## Exercise objective
Could you repeat word for word only the lines from the one containing "The component shall return one point per instance of the ball" to the last line of the data below?

==== Data shown ====

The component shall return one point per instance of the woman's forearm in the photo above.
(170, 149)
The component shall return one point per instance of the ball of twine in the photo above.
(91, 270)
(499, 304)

====

## Answer to this problem
The component shall return one point per instance of the ball of twine in the photo above.
(91, 270)
(499, 304)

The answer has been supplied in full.